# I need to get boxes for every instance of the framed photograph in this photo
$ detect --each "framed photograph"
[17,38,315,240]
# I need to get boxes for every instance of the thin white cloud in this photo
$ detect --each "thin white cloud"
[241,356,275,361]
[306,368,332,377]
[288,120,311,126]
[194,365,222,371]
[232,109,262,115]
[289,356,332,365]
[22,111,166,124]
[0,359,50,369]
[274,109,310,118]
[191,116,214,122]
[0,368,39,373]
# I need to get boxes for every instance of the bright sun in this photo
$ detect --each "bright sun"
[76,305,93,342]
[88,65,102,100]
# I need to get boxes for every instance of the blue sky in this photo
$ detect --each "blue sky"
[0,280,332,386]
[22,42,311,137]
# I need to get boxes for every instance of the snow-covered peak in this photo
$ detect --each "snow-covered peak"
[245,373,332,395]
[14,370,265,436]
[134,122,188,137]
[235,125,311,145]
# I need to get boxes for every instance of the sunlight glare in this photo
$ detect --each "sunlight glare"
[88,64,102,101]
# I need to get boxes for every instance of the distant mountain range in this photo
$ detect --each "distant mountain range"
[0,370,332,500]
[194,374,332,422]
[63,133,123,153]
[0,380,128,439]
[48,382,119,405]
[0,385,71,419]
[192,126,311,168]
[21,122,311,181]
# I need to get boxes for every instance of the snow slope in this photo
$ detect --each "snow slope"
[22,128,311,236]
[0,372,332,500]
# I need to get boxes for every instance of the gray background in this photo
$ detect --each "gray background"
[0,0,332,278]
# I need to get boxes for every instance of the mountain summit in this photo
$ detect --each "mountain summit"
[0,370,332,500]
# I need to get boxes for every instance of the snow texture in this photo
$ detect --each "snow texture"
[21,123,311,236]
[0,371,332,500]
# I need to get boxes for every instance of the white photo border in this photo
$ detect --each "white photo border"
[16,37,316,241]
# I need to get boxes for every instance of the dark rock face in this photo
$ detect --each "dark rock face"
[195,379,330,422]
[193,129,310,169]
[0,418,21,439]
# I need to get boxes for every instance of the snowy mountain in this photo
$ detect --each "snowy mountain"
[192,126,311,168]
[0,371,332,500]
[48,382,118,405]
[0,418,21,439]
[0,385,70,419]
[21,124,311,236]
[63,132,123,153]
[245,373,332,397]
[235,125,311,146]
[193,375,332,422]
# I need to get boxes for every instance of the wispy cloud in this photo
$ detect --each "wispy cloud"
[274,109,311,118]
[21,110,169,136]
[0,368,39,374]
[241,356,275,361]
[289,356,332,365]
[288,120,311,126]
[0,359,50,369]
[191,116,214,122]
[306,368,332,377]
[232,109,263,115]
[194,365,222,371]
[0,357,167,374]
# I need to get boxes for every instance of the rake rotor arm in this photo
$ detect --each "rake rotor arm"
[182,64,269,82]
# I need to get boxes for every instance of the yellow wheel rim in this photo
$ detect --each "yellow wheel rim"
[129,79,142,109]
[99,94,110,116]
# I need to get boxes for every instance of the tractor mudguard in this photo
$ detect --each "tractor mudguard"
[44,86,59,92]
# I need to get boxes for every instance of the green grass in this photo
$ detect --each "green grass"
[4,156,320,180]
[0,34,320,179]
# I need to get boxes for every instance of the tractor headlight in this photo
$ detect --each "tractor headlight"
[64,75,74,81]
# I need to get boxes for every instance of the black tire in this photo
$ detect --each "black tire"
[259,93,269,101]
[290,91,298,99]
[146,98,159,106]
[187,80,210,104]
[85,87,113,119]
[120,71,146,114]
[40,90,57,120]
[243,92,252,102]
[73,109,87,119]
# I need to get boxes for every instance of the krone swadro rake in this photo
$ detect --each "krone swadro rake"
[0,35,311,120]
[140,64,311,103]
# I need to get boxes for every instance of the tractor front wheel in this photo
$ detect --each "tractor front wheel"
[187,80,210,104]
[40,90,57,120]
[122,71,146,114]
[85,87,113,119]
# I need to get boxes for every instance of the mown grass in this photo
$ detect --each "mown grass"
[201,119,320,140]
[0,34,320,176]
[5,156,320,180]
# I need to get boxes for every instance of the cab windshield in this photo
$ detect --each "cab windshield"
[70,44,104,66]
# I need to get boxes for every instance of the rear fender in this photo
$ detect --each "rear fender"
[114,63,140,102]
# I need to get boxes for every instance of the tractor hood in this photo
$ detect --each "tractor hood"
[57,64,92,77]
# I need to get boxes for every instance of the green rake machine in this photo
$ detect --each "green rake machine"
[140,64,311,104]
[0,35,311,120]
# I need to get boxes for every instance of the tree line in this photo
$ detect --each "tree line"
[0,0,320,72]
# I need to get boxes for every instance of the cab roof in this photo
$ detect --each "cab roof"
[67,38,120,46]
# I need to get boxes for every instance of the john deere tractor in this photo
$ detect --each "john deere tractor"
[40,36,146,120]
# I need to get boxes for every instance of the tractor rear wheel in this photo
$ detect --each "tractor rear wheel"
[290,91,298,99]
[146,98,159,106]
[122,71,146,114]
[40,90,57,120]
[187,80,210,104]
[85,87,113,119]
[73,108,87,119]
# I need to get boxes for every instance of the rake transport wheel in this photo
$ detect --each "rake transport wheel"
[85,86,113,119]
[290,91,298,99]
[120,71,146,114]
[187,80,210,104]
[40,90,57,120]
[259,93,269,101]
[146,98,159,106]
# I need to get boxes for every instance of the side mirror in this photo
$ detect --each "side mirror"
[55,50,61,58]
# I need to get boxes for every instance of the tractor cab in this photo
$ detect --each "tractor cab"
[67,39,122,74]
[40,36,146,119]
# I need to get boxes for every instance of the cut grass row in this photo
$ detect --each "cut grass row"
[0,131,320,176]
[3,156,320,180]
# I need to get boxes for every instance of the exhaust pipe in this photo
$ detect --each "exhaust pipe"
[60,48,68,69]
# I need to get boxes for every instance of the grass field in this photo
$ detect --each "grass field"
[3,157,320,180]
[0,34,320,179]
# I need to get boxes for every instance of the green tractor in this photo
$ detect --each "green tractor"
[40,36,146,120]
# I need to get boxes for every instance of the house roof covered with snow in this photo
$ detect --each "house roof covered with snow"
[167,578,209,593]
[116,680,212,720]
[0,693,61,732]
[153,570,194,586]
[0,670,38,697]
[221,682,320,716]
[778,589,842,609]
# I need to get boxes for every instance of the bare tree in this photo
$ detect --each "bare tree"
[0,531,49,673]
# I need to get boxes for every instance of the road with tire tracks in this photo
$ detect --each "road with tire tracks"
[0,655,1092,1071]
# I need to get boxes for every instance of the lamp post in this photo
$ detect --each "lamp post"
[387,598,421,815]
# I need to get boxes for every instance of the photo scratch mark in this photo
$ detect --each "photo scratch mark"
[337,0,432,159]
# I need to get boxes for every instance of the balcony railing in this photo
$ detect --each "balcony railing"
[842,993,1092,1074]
──────────
» EXERCISE REQUIREMENTS
Reproduce the lines above, swapping each "every instance of" for "each occurrence of" and leaving everything else untouched.

» COMPLETE ANSWER
# I need to get boxes for each occurrence of the framed photograph in this photo
$ detect --each "framed photograph"
[17,38,315,240]
# I need to get boxes for each occurrence of the thin white cloud in this photo
$ detect --each "thin white cloud"
[241,356,275,361]
[306,368,332,377]
[288,120,311,126]
[194,365,222,371]
[232,109,262,115]
[289,356,332,365]
[22,111,166,124]
[0,359,50,369]
[274,109,310,118]
[191,116,214,122]
[0,368,39,373]
# I need to get boxes for each occurrence of the bright sun in this photo
$ detect --each "bright sun"
[76,305,93,342]
[88,65,102,100]
# I need to get boxes for each occurrence of the blue sky in this photo
$ detect --each "blue sky"
[0,280,332,386]
[22,42,311,137]
# I need to get boxes for each occurrence of the snow-covered peak in this photo
$ detect --each "snow-covered peak"
[245,373,332,395]
[14,370,265,436]
[134,122,188,137]
[235,125,311,145]
# I need to get boxes for each occurrence of the sunlight glare in this photo
$ detect --each "sunlight glare"
[88,64,102,101]
# I need to get boxes for each occurrence of the distant mountain range in this photo
$ detect --each "distant mountain range"
[0,370,332,500]
[194,374,332,422]
[63,133,123,153]
[0,380,128,439]
[48,382,119,405]
[0,385,71,419]
[192,126,311,168]
[21,122,311,181]
# I need to get boxes for each occurrence of the snow slope in this photo
$ detect --each "snow slope"
[22,128,311,236]
[0,372,332,500]
# I need to get boxes for each occurrence of the gray background in this photo
$ detect --each "gray background"
[0,0,332,278]
# I need to get boxes for each occurrence of the mountain summit in this photo
$ detect --each "mountain summit"
[0,370,332,500]
# I need to get boxes for each occurrence of the snow texture in this photo
$ detect --each "snow texture"
[21,123,311,236]
[0,371,332,500]
# I need to get boxes for each occurrence of the white photo border in this photo
$ detect --each "white photo border"
[16,37,316,241]
# I need to get boxes for each occurrence of the dark rock face in this photo
$ detect --each "dark rock face"
[195,379,330,422]
[193,129,310,169]
[0,418,21,439]
# I need to get boxes for each occurrence of the snowy mountain in this photo
$ detect --each "snowy mountain"
[192,126,311,168]
[0,371,332,500]
[48,382,118,405]
[0,418,21,439]
[0,385,70,419]
[21,124,311,236]
[63,132,123,153]
[245,373,332,397]
[235,125,311,146]
[193,375,332,422]
# I need to get boxes for each occurrence of the wispy cloud in this photo
$ detect --each "wispy cloud"
[274,109,311,118]
[21,110,169,136]
[0,368,39,374]
[241,356,275,361]
[289,356,332,365]
[288,120,311,126]
[0,359,50,369]
[191,116,214,122]
[306,368,332,377]
[232,109,263,115]
[194,365,222,371]
[0,357,167,374]
# I need to get boxes for each occurrence of the rake rotor arm in this photo
$ detect --each "rake rotor arm"
[182,64,269,82]
# I need to get boxes for each occurrence of the yellow wheel rim in this photo
$ detect --each "yellow wheel rim"
[129,79,142,109]
[99,94,110,116]
# I need to get boxes for each occurrence of the tractor mudguard in this photo
$ detect --each "tractor mudguard"
[44,86,59,92]
# I need to get boxes for each occurrence of the green grass in this photo
$ detect --each "green grass"
[4,156,320,180]
[0,34,320,179]
# I need to get boxes for each occurrence of the tractor headlight in this photo
$ detect --each "tractor headlight"
[64,75,74,81]
# I need to get boxes for each occurrence of the black tire in this photo
$ detect --each "black tire"
[259,93,269,101]
[290,91,298,99]
[146,98,159,106]
[187,80,210,104]
[85,87,113,119]
[120,71,146,114]
[40,90,57,120]
[243,92,252,102]
[73,109,87,119]
# I need to get boxes for each occurrence of the krone swadro rake in this photo
$ detect --each "krone swadro rake"
[0,35,311,120]
[140,64,311,103]
# I need to get boxes for each occurrence of the tractor front wheel in this photo
$ detect --each "tractor front wheel"
[187,80,210,104]
[40,90,57,120]
[122,71,146,114]
[85,87,113,119]
# I need to get boxes for each occurrence of the mown grass in this photo
$ detect --each "mown grass"
[201,119,320,140]
[0,34,320,176]
[5,156,320,180]
# I need to get boxes for each occurrence of the cab windshield in this photo
$ detect --each "cab windshield"
[70,44,104,66]
# I need to get boxes for each occurrence of the rear fender in this photo
$ detect --each "rear fender"
[114,63,140,102]
# I need to get boxes for each occurrence of the tractor hood in this photo
$ detect --each "tractor hood"
[57,64,92,77]
# I need to get boxes for each occurrence of the green rake machine in this photo
$ detect --each "green rake machine"
[140,64,311,104]
[0,35,311,120]
# I need to get boxes for each occurrence of the tree line in this photo
$ detect --each "tree line"
[0,0,320,72]
# I need to get boxes for each occurrence of the cab roof in this photo
$ detect --each "cab roof"
[67,38,120,46]
# I need to get boxes for each occurrence of the john deere tractor in this photo
$ detect --each "john deere tractor"
[40,36,146,120]
# I need to get boxes for each occurrence of the tractor rear wheel in this photo
$ detect --each "tractor rear wheel"
[290,91,298,99]
[146,98,159,106]
[122,71,146,114]
[40,90,57,120]
[187,80,210,104]
[85,87,113,119]
[73,108,87,119]
# I need to get boxes for each occurrence of the rake transport wheel in this photo
$ detect --each "rake transport wheel"
[85,86,113,119]
[290,91,298,99]
[120,71,146,114]
[187,80,210,104]
[40,90,57,120]
[259,93,269,101]
[146,98,159,106]
# I need to get boxes for each occurrence of the side mirror in this photo
$ detect --each "side mirror"
[55,50,61,58]
# I need to get boxes for each occurrence of the tractor cab in this photo
$ detect --each "tractor cab"
[67,39,122,74]
[40,36,146,119]
# I need to get boxes for each occurrence of the cut grass row in this photo
$ detect --each "cut grass row"
[0,131,320,176]
[3,156,320,180]
# I need to get boxes for each occurrence of the exhaust pipe in this photo
$ detect --each "exhaust pipe"
[60,48,68,69]
# I need to get boxes for each occurrence of the grass field in this photo
$ detect --each "grass field"
[3,157,320,180]
[0,34,320,179]
# I need to get boxes for each occurrence of the green tractor in this photo
$ detect --each "green tractor"
[40,36,146,120]
# I need to get boxes for each occurrence of the house roof covered with snow in this photo
$ detect --each "house roof covered with snow"
[167,578,209,593]
[116,680,212,720]
[0,693,61,732]
[153,570,194,586]
[0,670,38,697]
[221,682,320,716]
[778,589,842,609]
# I need to get boxes for each occurrence of the bare tree in this photo
$ detect --each "bare tree"
[0,531,49,673]
# I need to get boxes for each occurrence of the road with tire tracks in this photo
$ detect --each "road with tire tracks"
[0,655,1092,1071]
# I need to get boxes for each occurrence of the lamp post in this photo
$ detect --each "lamp post"
[387,598,421,815]
# I need to get boxes for each occurrence of the photo scratch mark in this photo
$ detect --each "photo scratch mark"
[337,0,432,159]
# I need to get boxes for each occurrence of the balcony railing in this photo
$ detect --each "balcony railing"
[842,993,1092,1074]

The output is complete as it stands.